* **WRITTEN INSTRUCTION**: Copy out all of the rows below, switching each "visual detector" to "object locator" and leaving everything else unchanged.

* **SUPPLIED MATERIAL**:
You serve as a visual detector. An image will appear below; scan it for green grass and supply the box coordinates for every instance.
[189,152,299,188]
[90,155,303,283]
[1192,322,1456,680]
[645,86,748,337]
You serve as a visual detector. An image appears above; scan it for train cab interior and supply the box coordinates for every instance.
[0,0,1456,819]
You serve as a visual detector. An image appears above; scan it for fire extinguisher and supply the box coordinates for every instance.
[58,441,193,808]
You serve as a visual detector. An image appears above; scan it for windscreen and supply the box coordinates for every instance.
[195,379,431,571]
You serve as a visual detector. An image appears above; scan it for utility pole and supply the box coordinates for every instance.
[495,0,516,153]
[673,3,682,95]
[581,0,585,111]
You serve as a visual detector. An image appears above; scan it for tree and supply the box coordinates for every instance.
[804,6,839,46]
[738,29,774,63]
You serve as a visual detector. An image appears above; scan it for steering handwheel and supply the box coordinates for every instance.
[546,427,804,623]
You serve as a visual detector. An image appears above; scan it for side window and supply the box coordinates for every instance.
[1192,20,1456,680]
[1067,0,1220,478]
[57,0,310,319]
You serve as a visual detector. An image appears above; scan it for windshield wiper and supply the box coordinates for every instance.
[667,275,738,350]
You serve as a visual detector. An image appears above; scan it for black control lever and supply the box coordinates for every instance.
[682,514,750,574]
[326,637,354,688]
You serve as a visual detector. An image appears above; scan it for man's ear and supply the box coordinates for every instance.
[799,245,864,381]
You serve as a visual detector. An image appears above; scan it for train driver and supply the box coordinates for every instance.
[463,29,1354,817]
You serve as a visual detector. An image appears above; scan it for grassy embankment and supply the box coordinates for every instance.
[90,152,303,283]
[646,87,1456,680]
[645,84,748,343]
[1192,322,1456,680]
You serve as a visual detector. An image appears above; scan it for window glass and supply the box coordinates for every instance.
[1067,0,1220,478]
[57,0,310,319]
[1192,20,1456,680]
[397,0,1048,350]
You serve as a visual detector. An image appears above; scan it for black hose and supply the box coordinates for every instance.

* **FULL OUTPUT**:
You serve as a object locator. An image will appear below; scan it for green grass and supply the box coordinates for every instance.
[189,152,299,188]
[90,155,303,283]
[1192,322,1456,680]
[645,86,748,337]
You serve as a object locator. An image appears above; scan it for train cab interior and supply the box coordinates for every instance.
[0,0,1456,819]
You serve as a object locator. An image appears above; scan it for fire extinguisher and supply the box coordinates for every instance.
[58,441,193,808]
You serve as a object locator. An image appears above; scan it for windscreen and supply the box coordinates for every instance.
[195,379,431,571]
You serve as a object locator. An image appears above; scan it for utility pole and supply the box coordinates for every instance.
[495,0,516,153]
[673,3,682,95]
[581,0,585,111]
You serve as a object locator. An image appears above; scan it for tree and supply the box coordinates for every instance.
[804,6,839,46]
[738,29,774,63]
You serve as a object locator. An image appears above; scan it for steering handwheel and supply the box coordinates for every instance.
[546,427,804,623]
You serve as a object locator. An image appears above; scan it for side window and supply the box coordinates for every instance.
[1192,20,1456,680]
[1067,0,1220,478]
[57,0,310,319]
You serve as a object locator. An image appears above; scan it for windshield wiper and supply the box coordinates for every instance.
[667,275,738,350]
You serve as a object locator. An image appears above; scan it for black control lever and supply the box coordinates for every instance.
[682,514,750,574]
[326,637,354,688]
You serve as a object locator. An image appears above; scan it for man's ear and supply the box coordinates for every instance.
[799,245,864,381]
You serve as a object locator. An image appears above; scan it for train driver and supply the box coordinates for every instance.
[463,29,1354,817]
You serve as a object locator. An image appears above; scan it for grassy embankment and supply the box coordinates for every instance.
[90,152,303,283]
[646,87,1456,680]
[645,84,748,343]
[1192,322,1456,680]
You serve as a object locator. An image appears above; scan it for window glass and supply the box coordinates for every instance.
[1067,0,1220,478]
[57,0,310,319]
[1192,20,1456,680]
[397,0,1048,350]
You serve as a object locator. An image appears above; scan it for black hose and supply the box coordinates for every instance.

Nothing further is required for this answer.